• WORK INSTRUCTION: Transcribe each record exactly. Omit the pictures.

___ EXTRACTED ENTRIES ___

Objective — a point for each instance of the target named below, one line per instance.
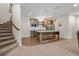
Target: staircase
(7, 39)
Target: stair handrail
(14, 25)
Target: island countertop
(46, 31)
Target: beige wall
(4, 12)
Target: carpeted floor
(64, 47)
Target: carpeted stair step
(7, 42)
(7, 48)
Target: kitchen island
(47, 35)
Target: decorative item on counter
(33, 22)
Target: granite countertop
(46, 31)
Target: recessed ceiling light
(75, 5)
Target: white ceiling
(48, 9)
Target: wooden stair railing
(14, 25)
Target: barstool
(78, 37)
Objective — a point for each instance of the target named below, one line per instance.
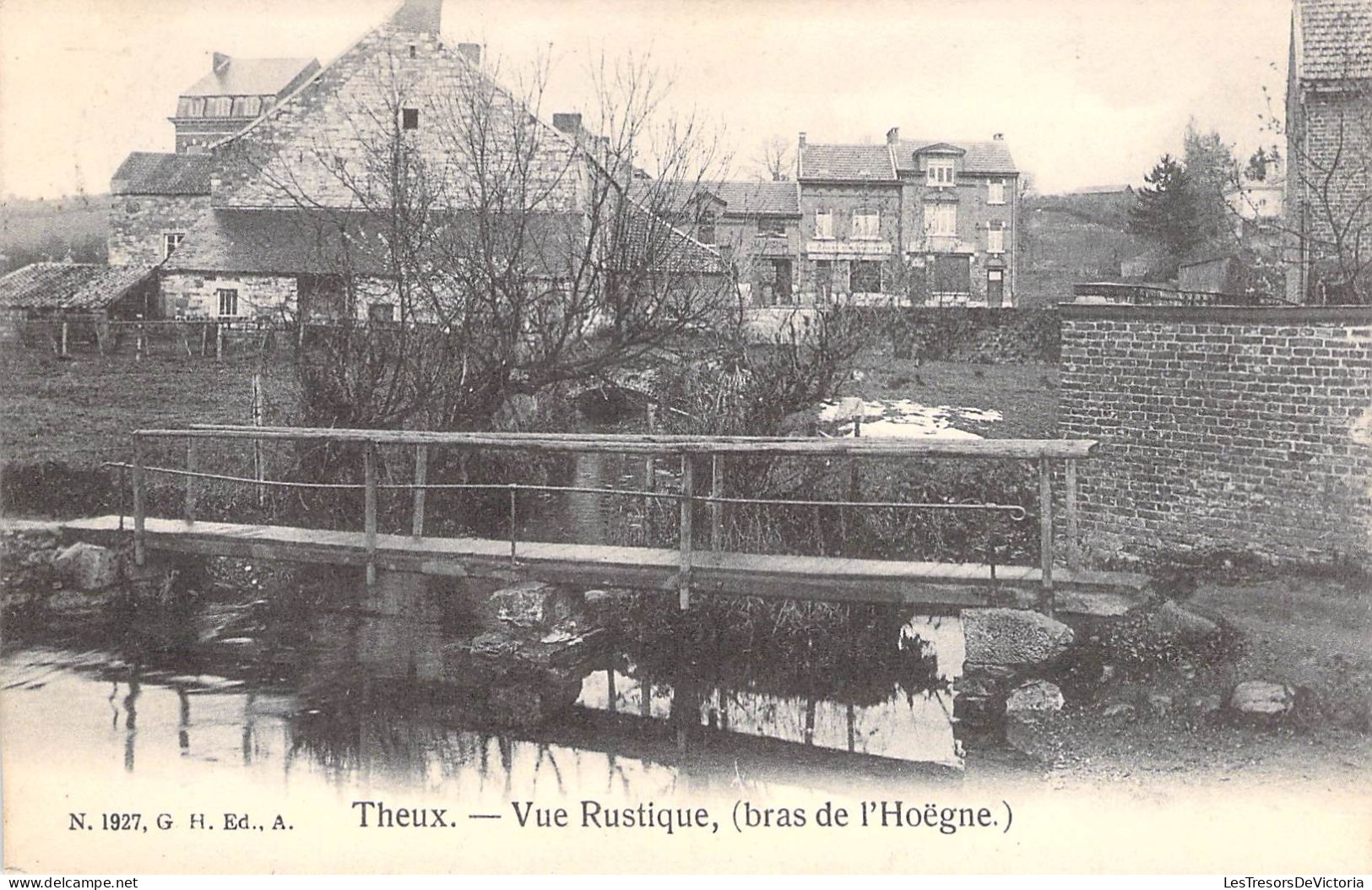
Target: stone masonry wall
(1229, 428)
(138, 224)
(269, 298)
(327, 144)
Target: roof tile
(1335, 39)
(69, 285)
(162, 173)
(847, 162)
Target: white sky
(1087, 90)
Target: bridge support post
(369, 509)
(420, 480)
(193, 485)
(684, 573)
(1071, 507)
(138, 503)
(1046, 531)
(717, 509)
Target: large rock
(1260, 698)
(1174, 621)
(1036, 698)
(1013, 637)
(87, 567)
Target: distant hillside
(32, 231)
(1068, 239)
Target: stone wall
(269, 298)
(966, 334)
(1242, 430)
(138, 222)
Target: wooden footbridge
(697, 564)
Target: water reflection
(350, 698)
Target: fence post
(369, 509)
(684, 573)
(191, 481)
(420, 480)
(1046, 531)
(1071, 503)
(717, 509)
(138, 502)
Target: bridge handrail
(636, 443)
(1043, 452)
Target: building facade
(1328, 153)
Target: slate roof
(863, 164)
(281, 241)
(1332, 39)
(779, 199)
(69, 285)
(252, 77)
(737, 197)
(162, 173)
(988, 156)
(320, 241)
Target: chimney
(419, 15)
(568, 122)
(472, 52)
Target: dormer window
(866, 224)
(940, 171)
(171, 241)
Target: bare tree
(777, 160)
(505, 257)
(1327, 144)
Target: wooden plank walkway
(935, 584)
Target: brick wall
(138, 224)
(1236, 428)
(269, 298)
(329, 143)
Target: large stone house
(294, 213)
(919, 220)
(1328, 151)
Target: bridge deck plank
(936, 584)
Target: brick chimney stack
(419, 15)
(472, 52)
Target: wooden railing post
(1046, 531)
(138, 502)
(1071, 505)
(684, 573)
(420, 480)
(369, 509)
(193, 485)
(717, 509)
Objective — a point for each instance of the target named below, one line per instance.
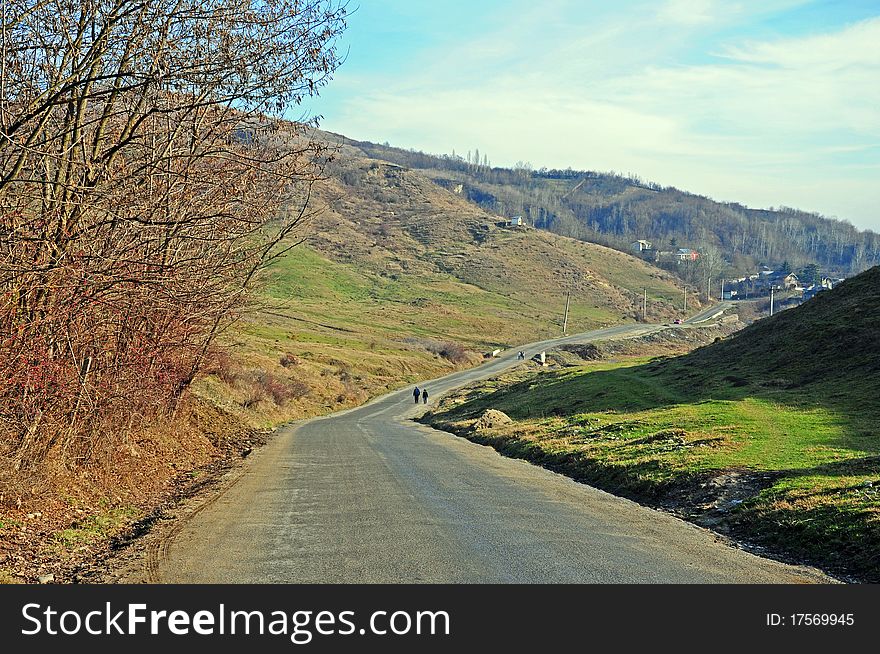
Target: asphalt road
(368, 496)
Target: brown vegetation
(141, 187)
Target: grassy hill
(398, 280)
(769, 435)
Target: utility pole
(565, 318)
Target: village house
(678, 256)
(640, 246)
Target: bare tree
(146, 177)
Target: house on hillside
(813, 291)
(787, 282)
(678, 256)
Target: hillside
(398, 280)
(615, 210)
(768, 435)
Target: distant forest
(615, 210)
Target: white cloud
(688, 12)
(765, 123)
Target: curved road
(368, 496)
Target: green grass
(93, 528)
(645, 430)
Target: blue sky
(767, 103)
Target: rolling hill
(616, 210)
(769, 435)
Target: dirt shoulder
(638, 439)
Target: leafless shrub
(281, 390)
(449, 350)
(220, 364)
(143, 185)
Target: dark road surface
(368, 496)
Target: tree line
(614, 209)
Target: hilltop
(768, 435)
(615, 210)
(397, 280)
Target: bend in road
(367, 496)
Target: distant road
(366, 495)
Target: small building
(678, 256)
(814, 290)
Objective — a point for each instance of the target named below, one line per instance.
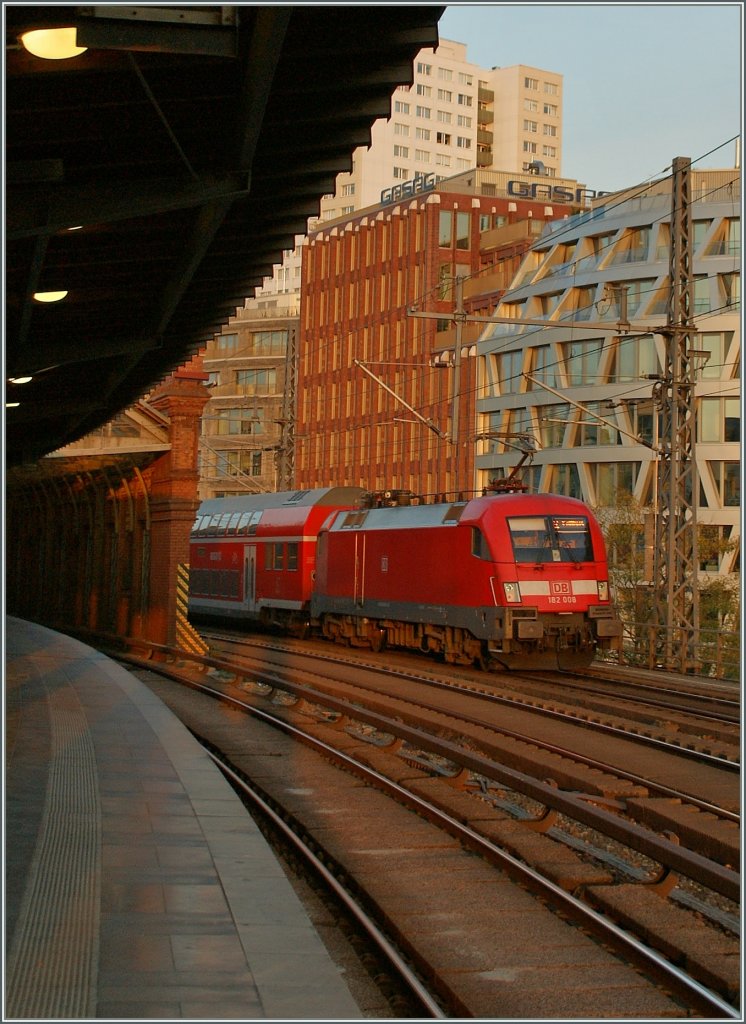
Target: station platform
(137, 886)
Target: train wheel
(485, 660)
(572, 660)
(377, 639)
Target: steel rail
(557, 715)
(431, 1007)
(701, 997)
(687, 862)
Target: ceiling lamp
(52, 44)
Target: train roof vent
(453, 512)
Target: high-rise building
(386, 378)
(586, 390)
(247, 423)
(454, 117)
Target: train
(501, 581)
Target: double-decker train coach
(252, 557)
(512, 580)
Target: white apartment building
(531, 376)
(454, 117)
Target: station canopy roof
(159, 175)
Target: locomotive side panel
(253, 557)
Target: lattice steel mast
(676, 559)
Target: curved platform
(136, 884)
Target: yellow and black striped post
(186, 635)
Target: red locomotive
(515, 580)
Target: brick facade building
(384, 364)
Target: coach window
(453, 513)
(480, 548)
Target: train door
(359, 581)
(250, 578)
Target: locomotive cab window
(551, 539)
(480, 548)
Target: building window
(564, 479)
(510, 369)
(719, 420)
(728, 481)
(611, 479)
(269, 342)
(553, 420)
(715, 345)
(227, 342)
(701, 294)
(257, 381)
(463, 229)
(730, 285)
(581, 361)
(542, 367)
(633, 358)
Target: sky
(643, 82)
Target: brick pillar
(174, 500)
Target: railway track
(583, 876)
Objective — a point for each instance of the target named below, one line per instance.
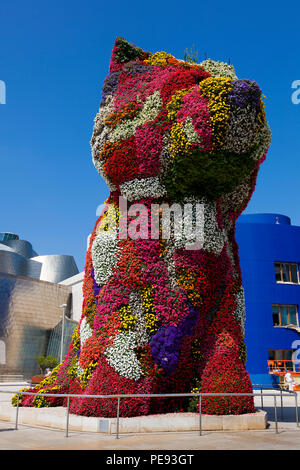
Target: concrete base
(173, 422)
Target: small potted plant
(46, 364)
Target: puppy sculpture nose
(244, 93)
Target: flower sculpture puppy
(163, 311)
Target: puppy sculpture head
(176, 129)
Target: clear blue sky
(54, 57)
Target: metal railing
(200, 395)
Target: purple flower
(165, 344)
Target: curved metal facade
(17, 257)
(56, 268)
(264, 239)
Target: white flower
(104, 256)
(149, 112)
(142, 188)
(85, 331)
(121, 356)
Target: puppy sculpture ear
(123, 52)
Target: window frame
(289, 325)
(289, 264)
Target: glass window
(277, 272)
(275, 311)
(293, 315)
(285, 315)
(285, 273)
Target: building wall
(29, 310)
(264, 239)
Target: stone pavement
(29, 437)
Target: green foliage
(125, 51)
(191, 55)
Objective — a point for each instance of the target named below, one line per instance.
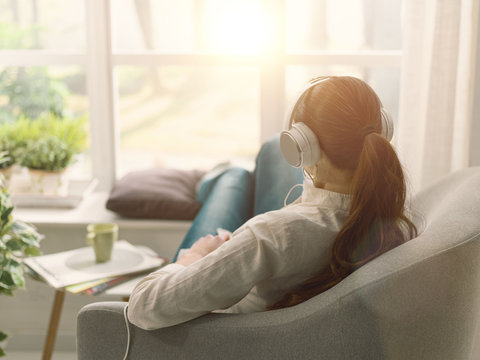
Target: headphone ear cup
(387, 125)
(300, 146)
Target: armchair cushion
(417, 301)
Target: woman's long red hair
(337, 110)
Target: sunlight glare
(236, 28)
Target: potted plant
(49, 146)
(17, 240)
(47, 159)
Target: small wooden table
(122, 291)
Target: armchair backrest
(417, 301)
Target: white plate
(77, 190)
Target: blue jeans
(236, 195)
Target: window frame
(100, 62)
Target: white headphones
(300, 145)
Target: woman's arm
(178, 293)
(203, 247)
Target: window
(192, 83)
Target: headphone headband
(300, 145)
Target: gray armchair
(418, 301)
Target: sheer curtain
(436, 96)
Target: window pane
(385, 81)
(343, 25)
(42, 24)
(187, 117)
(35, 91)
(187, 25)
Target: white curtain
(436, 95)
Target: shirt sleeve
(175, 293)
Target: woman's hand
(203, 247)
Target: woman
(351, 212)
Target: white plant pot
(48, 182)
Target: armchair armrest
(101, 334)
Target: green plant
(47, 143)
(17, 240)
(47, 153)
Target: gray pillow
(157, 193)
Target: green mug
(102, 238)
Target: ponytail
(375, 224)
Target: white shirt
(265, 258)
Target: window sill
(92, 210)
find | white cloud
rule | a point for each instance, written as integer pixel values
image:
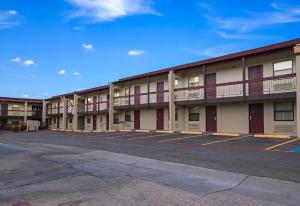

___

• RESPONSE TO THE EXERCISE:
Objective — a point for each instance of the target named below, one line per instance.
Target: staircase
(7, 39)
Target: stair handrail
(14, 25)
Target: island countertop
(46, 31)
Target: beige wall
(4, 12)
Target: carpeted floor
(64, 47)
Target: carpeted stair step
(7, 42)
(7, 48)
Target: kitchen island
(47, 35)
Target: decorative item on counter
(33, 22)
Target: granite countertop
(46, 31)
Target: recessed ceiling light
(75, 5)
Target: white ceiling
(48, 9)
Target: wooden stair railing
(14, 25)
Target: barstool
(78, 37)
Objective — a point for each instance of the target named below, one line per instance.
Target: stone masonry wall
(1229, 428)
(138, 224)
(269, 298)
(327, 144)
Target: roof tile
(1335, 39)
(69, 285)
(162, 173)
(847, 162)
Target: white sky
(1087, 90)
Target: bridge support post
(369, 509)
(420, 480)
(193, 485)
(684, 573)
(1071, 507)
(138, 503)
(1046, 531)
(717, 509)
Target: large rock
(1260, 698)
(1174, 621)
(1036, 698)
(1013, 637)
(87, 567)
Target: distant hillside
(32, 231)
(1068, 239)
Target: stone wall
(269, 298)
(966, 334)
(1242, 430)
(138, 222)
Target: wooden footbridge
(697, 564)
Target: water reflection
(350, 698)
Target: fence post
(369, 509)
(684, 573)
(191, 481)
(420, 480)
(1046, 531)
(1071, 503)
(717, 509)
(138, 502)
Target: bridge handrail
(636, 443)
(1043, 452)
Target: building facade
(1328, 153)
Target: slate roof
(863, 164)
(281, 241)
(1332, 39)
(779, 199)
(69, 285)
(252, 77)
(737, 197)
(162, 173)
(988, 156)
(320, 241)
Target: chimney
(419, 15)
(568, 122)
(472, 52)
Target: dormer window
(866, 224)
(940, 171)
(171, 241)
Target: bare tree
(777, 160)
(505, 257)
(1327, 144)
Target: wooden plank walkway
(935, 584)
Target: brick wall
(138, 224)
(1236, 428)
(269, 298)
(329, 143)
Target: large stone house
(294, 213)
(919, 220)
(1328, 151)
Target: bridge deck plank
(936, 584)
Target: brick chimney stack
(419, 15)
(472, 52)
Target: wooden railing post
(1046, 531)
(138, 502)
(1071, 505)
(684, 573)
(420, 480)
(369, 509)
(193, 485)
(717, 509)
Objective — a point for each instance of the target named below, one line per instance.
Target: asphalt road
(368, 496)
Target: brown vegetation
(141, 187)
Target: grassy hill
(398, 280)
(769, 435)
Target: utility pole
(565, 318)
Target: village house
(678, 256)
(640, 246)
Target: bare tree
(146, 177)
Target: house on hillside
(813, 291)
(787, 282)
(678, 256)
Target: hillside
(398, 280)
(615, 210)
(768, 435)
Target: distant forest
(615, 210)
Target: white cloud
(688, 12)
(765, 123)
Target: curved road
(368, 496)
Target: green grass
(93, 528)
(645, 430)
Target: blue sky
(767, 103)
Target: rolling hill
(616, 210)
(769, 435)
Target: dirt shoulder
(638, 439)
Target: leafless shrub
(281, 390)
(449, 350)
(220, 364)
(143, 185)
Target: dark road surface
(368, 496)
Target: tree line
(614, 209)
Target: hilltop
(768, 435)
(615, 210)
(397, 280)
Target: bend in road
(367, 496)
Target: distant road
(366, 495)
Target: small building
(678, 256)
(814, 290)
Objective — a point for each instance of the target named below, one line per instance.
Target: station platform
(137, 886)
Target: train wheel
(485, 660)
(572, 660)
(377, 639)
Target: steel rail
(557, 715)
(431, 1007)
(701, 997)
(687, 862)
Target: ceiling lamp
(52, 44)
Target: train roof vent
(453, 512)
Target: high-rise building
(386, 378)
(586, 390)
(247, 423)
(454, 117)
Target: train
(501, 581)
Target: double-decker train coach
(252, 557)
(512, 580)
Target: white apartment building
(531, 376)
(454, 117)
Target: station canopy roof
(159, 175)
Target: locomotive side panel
(253, 557)
Target: lattice steel mast
(676, 559)
Target: curved platform
(136, 884)
Target: yellow and black striped post
(186, 635)
Target: red locomotive
(515, 580)
Target: brick facade building
(384, 364)
Target: coach window
(453, 513)
(480, 548)
Target: train door
(359, 581)
(250, 578)
Target: locomotive cab window
(551, 539)
(480, 548)
Target: building window
(564, 479)
(510, 369)
(719, 420)
(728, 481)
(611, 479)
(269, 342)
(553, 420)
(715, 345)
(227, 342)
(701, 294)
(257, 381)
(463, 229)
(730, 285)
(581, 361)
(542, 367)
(633, 358)
Target: sky
(643, 82)
Target: brick pillar
(174, 500)
Target: railway track
(583, 876)
Objective — a point for each instance of the target named below, one line per instance.
Target: concrete base
(173, 422)
Target: small potted plant
(46, 364)
Target: puppy sculpture nose
(244, 93)
Target: flower sculpture puppy
(163, 311)
Target: puppy sculpture head
(176, 129)
Target: clear blue sky
(54, 57)
Target: metal railing
(200, 395)
Target: purple flower
(165, 344)
Target: curved metal facade
(17, 257)
(56, 268)
(264, 239)
Target: white flower
(104, 256)
(149, 112)
(142, 188)
(85, 331)
(121, 356)
Target: puppy sculpture ear
(123, 52)
Target: window frame
(289, 325)
(289, 264)
Target: glass window
(277, 272)
(275, 311)
(293, 315)
(285, 315)
(285, 273)
Target: building wall
(29, 310)
(264, 239)
Target: stone pavement
(29, 437)
Target: green foliage
(125, 51)
(191, 55)
Objective — a point for each instance of the target named below, one line per instance.
Target: headphone ear cup
(387, 125)
(300, 146)
Target: armchair cushion
(417, 301)
Target: woman's long red hair
(337, 110)
Target: sunlight glare
(236, 28)
Target: potted plant
(49, 146)
(17, 240)
(47, 159)
Target: small wooden table
(122, 291)
Target: armchair backrest
(417, 301)
Target: white plate
(77, 190)
Target: blue jeans
(236, 195)
Target: window frame
(100, 62)
Target: white headphones
(300, 145)
Target: woman's arm
(178, 293)
(203, 247)
Target: window
(192, 83)
Target: headphone headband
(300, 145)
Target: gray armchair
(418, 301)
Target: sheer curtain
(436, 96)
Target: window pane
(385, 81)
(343, 25)
(42, 24)
(187, 117)
(35, 91)
(187, 25)
Target: white curtain
(436, 95)
Target: shirt sleeve
(175, 293)
Target: woman's hand
(203, 247)
Target: woman
(351, 212)
Target: white plant pot
(48, 182)
Target: armchair armrest
(101, 334)
Target: green plant
(47, 143)
(17, 240)
(47, 153)
Target: gray pillow
(157, 193)
Target: green mug
(102, 238)
Target: ponytail
(375, 224)
Target: white shirt
(265, 258)
Target: window sill
(92, 210)
find | white cloud
rule | a point for each instance, written as integer pixel values
image:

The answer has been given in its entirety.